Given exercise:
Return nothing but the lines from the line containing "GET /detect?query=white stripe on jersey" through the last line of the records, reproduced exactly.
## begin Task input
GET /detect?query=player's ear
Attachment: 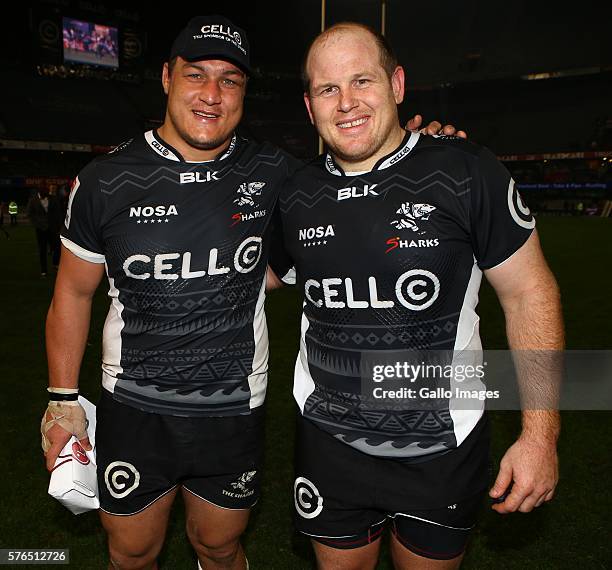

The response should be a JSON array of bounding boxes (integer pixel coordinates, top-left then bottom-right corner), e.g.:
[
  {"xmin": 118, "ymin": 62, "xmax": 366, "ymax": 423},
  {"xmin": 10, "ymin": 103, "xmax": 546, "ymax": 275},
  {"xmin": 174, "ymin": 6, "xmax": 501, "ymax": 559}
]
[
  {"xmin": 391, "ymin": 65, "xmax": 405, "ymax": 105},
  {"xmin": 162, "ymin": 62, "xmax": 170, "ymax": 95},
  {"xmin": 304, "ymin": 91, "xmax": 314, "ymax": 125}
]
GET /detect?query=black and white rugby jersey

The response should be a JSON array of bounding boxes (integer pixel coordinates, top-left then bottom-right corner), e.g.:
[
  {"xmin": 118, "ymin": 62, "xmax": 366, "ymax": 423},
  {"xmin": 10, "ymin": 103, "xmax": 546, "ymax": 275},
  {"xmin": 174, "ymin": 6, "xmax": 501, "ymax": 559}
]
[
  {"xmin": 271, "ymin": 133, "xmax": 535, "ymax": 460},
  {"xmin": 62, "ymin": 131, "xmax": 297, "ymax": 416}
]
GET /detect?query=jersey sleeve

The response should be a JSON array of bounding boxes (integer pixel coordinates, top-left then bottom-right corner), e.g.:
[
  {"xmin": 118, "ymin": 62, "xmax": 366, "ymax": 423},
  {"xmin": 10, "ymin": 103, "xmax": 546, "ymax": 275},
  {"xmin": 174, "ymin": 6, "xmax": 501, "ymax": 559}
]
[
  {"xmin": 268, "ymin": 206, "xmax": 296, "ymax": 285},
  {"xmin": 61, "ymin": 159, "xmax": 106, "ymax": 263},
  {"xmin": 470, "ymin": 148, "xmax": 535, "ymax": 269}
]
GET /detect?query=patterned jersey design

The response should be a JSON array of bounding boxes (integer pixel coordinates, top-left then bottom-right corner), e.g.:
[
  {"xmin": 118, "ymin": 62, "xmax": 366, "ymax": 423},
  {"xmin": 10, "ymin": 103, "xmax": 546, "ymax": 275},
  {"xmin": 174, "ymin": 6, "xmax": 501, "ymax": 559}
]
[
  {"xmin": 62, "ymin": 131, "xmax": 296, "ymax": 416},
  {"xmin": 271, "ymin": 130, "xmax": 534, "ymax": 460}
]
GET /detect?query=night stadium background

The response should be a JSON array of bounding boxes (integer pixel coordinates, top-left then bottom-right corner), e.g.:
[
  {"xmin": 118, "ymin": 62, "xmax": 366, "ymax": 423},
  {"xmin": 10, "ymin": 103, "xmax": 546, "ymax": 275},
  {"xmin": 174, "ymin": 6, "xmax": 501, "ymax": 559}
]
[{"xmin": 0, "ymin": 0, "xmax": 612, "ymax": 569}]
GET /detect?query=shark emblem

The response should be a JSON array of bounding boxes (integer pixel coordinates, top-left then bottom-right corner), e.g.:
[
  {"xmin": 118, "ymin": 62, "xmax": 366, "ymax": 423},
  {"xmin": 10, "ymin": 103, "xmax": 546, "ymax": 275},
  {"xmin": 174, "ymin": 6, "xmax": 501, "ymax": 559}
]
[
  {"xmin": 230, "ymin": 471, "xmax": 257, "ymax": 493},
  {"xmin": 234, "ymin": 182, "xmax": 266, "ymax": 207},
  {"xmin": 391, "ymin": 202, "xmax": 436, "ymax": 232}
]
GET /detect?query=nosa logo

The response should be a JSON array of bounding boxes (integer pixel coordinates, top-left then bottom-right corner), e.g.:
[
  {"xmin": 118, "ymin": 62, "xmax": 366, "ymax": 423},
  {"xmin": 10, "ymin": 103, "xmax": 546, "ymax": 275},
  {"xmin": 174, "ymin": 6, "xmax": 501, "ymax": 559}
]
[{"xmin": 130, "ymin": 204, "xmax": 178, "ymax": 218}]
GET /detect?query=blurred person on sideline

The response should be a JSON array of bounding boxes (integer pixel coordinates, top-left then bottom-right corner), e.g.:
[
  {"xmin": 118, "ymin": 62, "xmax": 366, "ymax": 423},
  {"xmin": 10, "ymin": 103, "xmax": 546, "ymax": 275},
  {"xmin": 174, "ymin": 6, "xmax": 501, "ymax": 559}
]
[
  {"xmin": 26, "ymin": 188, "xmax": 62, "ymax": 277},
  {"xmin": 9, "ymin": 200, "xmax": 19, "ymax": 226}
]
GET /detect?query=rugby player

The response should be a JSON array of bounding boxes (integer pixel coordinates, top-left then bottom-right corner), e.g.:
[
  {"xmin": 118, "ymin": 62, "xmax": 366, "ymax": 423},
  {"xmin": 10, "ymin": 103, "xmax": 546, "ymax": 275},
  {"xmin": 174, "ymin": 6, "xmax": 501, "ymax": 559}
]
[
  {"xmin": 42, "ymin": 16, "xmax": 453, "ymax": 569},
  {"xmin": 270, "ymin": 23, "xmax": 563, "ymax": 570}
]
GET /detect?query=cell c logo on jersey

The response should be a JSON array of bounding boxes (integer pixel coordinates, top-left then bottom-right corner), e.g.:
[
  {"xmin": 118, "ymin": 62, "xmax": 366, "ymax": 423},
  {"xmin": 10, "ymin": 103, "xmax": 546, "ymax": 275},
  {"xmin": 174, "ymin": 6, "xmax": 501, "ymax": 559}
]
[
  {"xmin": 293, "ymin": 477, "xmax": 323, "ymax": 519},
  {"xmin": 395, "ymin": 269, "xmax": 440, "ymax": 311},
  {"xmin": 104, "ymin": 461, "xmax": 140, "ymax": 499},
  {"xmin": 234, "ymin": 236, "xmax": 261, "ymax": 273},
  {"xmin": 508, "ymin": 178, "xmax": 535, "ymax": 230}
]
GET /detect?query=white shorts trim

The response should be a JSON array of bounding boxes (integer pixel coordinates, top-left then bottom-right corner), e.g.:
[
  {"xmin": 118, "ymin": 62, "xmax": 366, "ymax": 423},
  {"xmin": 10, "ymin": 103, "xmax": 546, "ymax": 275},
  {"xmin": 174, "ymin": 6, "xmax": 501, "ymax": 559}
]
[
  {"xmin": 183, "ymin": 485, "xmax": 257, "ymax": 511},
  {"xmin": 100, "ymin": 483, "xmax": 178, "ymax": 517},
  {"xmin": 389, "ymin": 513, "xmax": 475, "ymax": 531}
]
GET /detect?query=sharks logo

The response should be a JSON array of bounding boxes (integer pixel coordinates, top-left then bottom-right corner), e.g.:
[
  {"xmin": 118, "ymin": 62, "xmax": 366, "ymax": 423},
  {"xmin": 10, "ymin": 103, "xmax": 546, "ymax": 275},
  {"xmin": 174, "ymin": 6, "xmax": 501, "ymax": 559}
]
[
  {"xmin": 391, "ymin": 202, "xmax": 436, "ymax": 233},
  {"xmin": 234, "ymin": 182, "xmax": 266, "ymax": 208},
  {"xmin": 230, "ymin": 471, "xmax": 257, "ymax": 493}
]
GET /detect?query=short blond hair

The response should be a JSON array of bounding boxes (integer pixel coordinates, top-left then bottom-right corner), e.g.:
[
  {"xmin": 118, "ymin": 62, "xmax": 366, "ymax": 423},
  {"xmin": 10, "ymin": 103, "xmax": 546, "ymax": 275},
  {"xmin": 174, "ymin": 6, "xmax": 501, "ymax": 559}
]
[{"xmin": 302, "ymin": 22, "xmax": 398, "ymax": 92}]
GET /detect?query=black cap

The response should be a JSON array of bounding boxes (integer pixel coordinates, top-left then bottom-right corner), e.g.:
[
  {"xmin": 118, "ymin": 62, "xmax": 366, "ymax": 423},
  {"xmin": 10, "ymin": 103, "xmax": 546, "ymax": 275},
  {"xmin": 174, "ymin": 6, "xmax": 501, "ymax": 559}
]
[{"xmin": 170, "ymin": 16, "xmax": 251, "ymax": 74}]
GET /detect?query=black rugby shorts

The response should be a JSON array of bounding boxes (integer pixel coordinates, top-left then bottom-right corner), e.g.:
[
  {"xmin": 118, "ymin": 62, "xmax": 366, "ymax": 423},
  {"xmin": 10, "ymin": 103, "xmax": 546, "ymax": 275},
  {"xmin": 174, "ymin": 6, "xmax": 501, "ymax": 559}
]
[
  {"xmin": 294, "ymin": 410, "xmax": 489, "ymax": 560},
  {"xmin": 96, "ymin": 390, "xmax": 264, "ymax": 515}
]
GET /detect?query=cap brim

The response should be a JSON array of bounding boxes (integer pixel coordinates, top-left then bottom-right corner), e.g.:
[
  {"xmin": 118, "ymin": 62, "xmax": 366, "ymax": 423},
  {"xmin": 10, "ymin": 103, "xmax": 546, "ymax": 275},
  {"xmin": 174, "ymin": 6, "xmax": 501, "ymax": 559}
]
[{"xmin": 176, "ymin": 52, "xmax": 253, "ymax": 75}]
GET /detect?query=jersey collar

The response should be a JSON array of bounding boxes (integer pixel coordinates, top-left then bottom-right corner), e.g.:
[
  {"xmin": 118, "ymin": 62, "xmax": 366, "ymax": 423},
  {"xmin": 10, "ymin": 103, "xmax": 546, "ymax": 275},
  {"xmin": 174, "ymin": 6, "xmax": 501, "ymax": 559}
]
[
  {"xmin": 325, "ymin": 132, "xmax": 421, "ymax": 176},
  {"xmin": 145, "ymin": 130, "xmax": 238, "ymax": 164}
]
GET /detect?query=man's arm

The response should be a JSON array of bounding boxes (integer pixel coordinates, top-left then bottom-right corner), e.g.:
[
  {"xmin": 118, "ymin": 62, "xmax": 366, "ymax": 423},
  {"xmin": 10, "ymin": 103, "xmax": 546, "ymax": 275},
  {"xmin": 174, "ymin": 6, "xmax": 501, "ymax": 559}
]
[
  {"xmin": 485, "ymin": 231, "xmax": 564, "ymax": 514},
  {"xmin": 266, "ymin": 265, "xmax": 284, "ymax": 293},
  {"xmin": 45, "ymin": 246, "xmax": 104, "ymax": 471},
  {"xmin": 405, "ymin": 115, "xmax": 467, "ymax": 139}
]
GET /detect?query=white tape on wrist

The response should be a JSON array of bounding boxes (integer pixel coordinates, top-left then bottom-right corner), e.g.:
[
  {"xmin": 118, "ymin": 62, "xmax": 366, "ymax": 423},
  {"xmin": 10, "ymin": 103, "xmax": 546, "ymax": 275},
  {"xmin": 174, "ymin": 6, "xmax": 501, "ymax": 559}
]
[{"xmin": 40, "ymin": 401, "xmax": 87, "ymax": 453}]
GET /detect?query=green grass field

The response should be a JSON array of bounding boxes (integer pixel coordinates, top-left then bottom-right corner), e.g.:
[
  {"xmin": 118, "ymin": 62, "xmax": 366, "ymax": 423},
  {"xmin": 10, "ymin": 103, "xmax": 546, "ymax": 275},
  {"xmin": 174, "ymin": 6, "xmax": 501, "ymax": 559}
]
[{"xmin": 0, "ymin": 218, "xmax": 612, "ymax": 570}]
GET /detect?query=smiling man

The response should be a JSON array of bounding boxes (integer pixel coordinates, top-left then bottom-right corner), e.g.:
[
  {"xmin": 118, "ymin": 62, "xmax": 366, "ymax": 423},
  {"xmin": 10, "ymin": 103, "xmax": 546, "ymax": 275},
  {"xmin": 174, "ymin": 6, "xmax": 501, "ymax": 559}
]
[
  {"xmin": 43, "ymin": 16, "xmax": 297, "ymax": 569},
  {"xmin": 271, "ymin": 23, "xmax": 563, "ymax": 570},
  {"xmin": 42, "ymin": 16, "xmax": 462, "ymax": 570}
]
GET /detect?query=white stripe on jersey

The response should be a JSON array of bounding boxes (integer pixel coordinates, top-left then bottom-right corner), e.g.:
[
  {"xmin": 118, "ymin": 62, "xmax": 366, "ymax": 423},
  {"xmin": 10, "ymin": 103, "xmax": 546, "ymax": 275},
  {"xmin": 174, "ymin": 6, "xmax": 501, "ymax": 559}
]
[
  {"xmin": 293, "ymin": 302, "xmax": 315, "ymax": 415},
  {"xmin": 448, "ymin": 259, "xmax": 486, "ymax": 446},
  {"xmin": 145, "ymin": 131, "xmax": 181, "ymax": 162},
  {"xmin": 60, "ymin": 236, "xmax": 106, "ymax": 263},
  {"xmin": 377, "ymin": 133, "xmax": 421, "ymax": 170},
  {"xmin": 102, "ymin": 267, "xmax": 125, "ymax": 392},
  {"xmin": 248, "ymin": 274, "xmax": 269, "ymax": 410},
  {"xmin": 281, "ymin": 267, "xmax": 297, "ymax": 285},
  {"xmin": 64, "ymin": 176, "xmax": 81, "ymax": 229}
]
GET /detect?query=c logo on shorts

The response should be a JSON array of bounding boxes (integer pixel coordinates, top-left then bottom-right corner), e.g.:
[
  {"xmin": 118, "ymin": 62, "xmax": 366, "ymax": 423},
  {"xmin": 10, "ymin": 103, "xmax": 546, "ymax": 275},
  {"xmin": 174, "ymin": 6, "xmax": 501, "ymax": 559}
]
[
  {"xmin": 293, "ymin": 477, "xmax": 323, "ymax": 519},
  {"xmin": 508, "ymin": 178, "xmax": 535, "ymax": 230},
  {"xmin": 104, "ymin": 461, "xmax": 140, "ymax": 499}
]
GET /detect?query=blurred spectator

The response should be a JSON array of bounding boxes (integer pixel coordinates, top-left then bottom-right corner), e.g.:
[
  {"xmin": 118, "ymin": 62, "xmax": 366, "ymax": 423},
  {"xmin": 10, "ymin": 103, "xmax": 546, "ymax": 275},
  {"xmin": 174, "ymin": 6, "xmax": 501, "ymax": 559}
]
[
  {"xmin": 0, "ymin": 202, "xmax": 11, "ymax": 239},
  {"xmin": 27, "ymin": 189, "xmax": 62, "ymax": 277},
  {"xmin": 9, "ymin": 200, "xmax": 19, "ymax": 226}
]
## end Task input
Solution to the exercise:
GET /detect?query=white stripe on jersey

The response should be a JSON array of bounding boxes (integer pixel coordinates, top-left then bottom-right corner), e.g.:
[
  {"xmin": 118, "ymin": 62, "xmax": 366, "ymax": 423},
  {"xmin": 10, "ymin": 103, "xmax": 546, "ymax": 275},
  {"xmin": 174, "ymin": 6, "xmax": 501, "ymax": 559}
]
[
  {"xmin": 293, "ymin": 302, "xmax": 315, "ymax": 415},
  {"xmin": 448, "ymin": 259, "xmax": 486, "ymax": 446},
  {"xmin": 145, "ymin": 131, "xmax": 181, "ymax": 162},
  {"xmin": 60, "ymin": 236, "xmax": 106, "ymax": 263},
  {"xmin": 377, "ymin": 133, "xmax": 421, "ymax": 170},
  {"xmin": 102, "ymin": 267, "xmax": 125, "ymax": 392},
  {"xmin": 248, "ymin": 274, "xmax": 269, "ymax": 410},
  {"xmin": 281, "ymin": 267, "xmax": 297, "ymax": 285},
  {"xmin": 64, "ymin": 176, "xmax": 81, "ymax": 229}
]
GET /detect?query=c logo on shorts

The response should be a JSON array of bounding boxes (integer pixel coordinates, top-left then bottom-right corner), e.g.:
[
  {"xmin": 118, "ymin": 62, "xmax": 366, "ymax": 423},
  {"xmin": 10, "ymin": 103, "xmax": 546, "ymax": 275},
  {"xmin": 174, "ymin": 6, "xmax": 501, "ymax": 559}
]
[
  {"xmin": 293, "ymin": 477, "xmax": 323, "ymax": 519},
  {"xmin": 508, "ymin": 178, "xmax": 535, "ymax": 230},
  {"xmin": 104, "ymin": 461, "xmax": 140, "ymax": 499}
]
GET /detect?query=blurred spectator

The response should be a JSON array of bounding boxes (integer pixel coordinates, top-left then bottom-right corner), e.g.:
[
  {"xmin": 118, "ymin": 62, "xmax": 366, "ymax": 423},
  {"xmin": 10, "ymin": 103, "xmax": 546, "ymax": 275},
  {"xmin": 174, "ymin": 6, "xmax": 501, "ymax": 559}
]
[
  {"xmin": 0, "ymin": 202, "xmax": 11, "ymax": 239},
  {"xmin": 27, "ymin": 189, "xmax": 62, "ymax": 277},
  {"xmin": 9, "ymin": 200, "xmax": 19, "ymax": 226}
]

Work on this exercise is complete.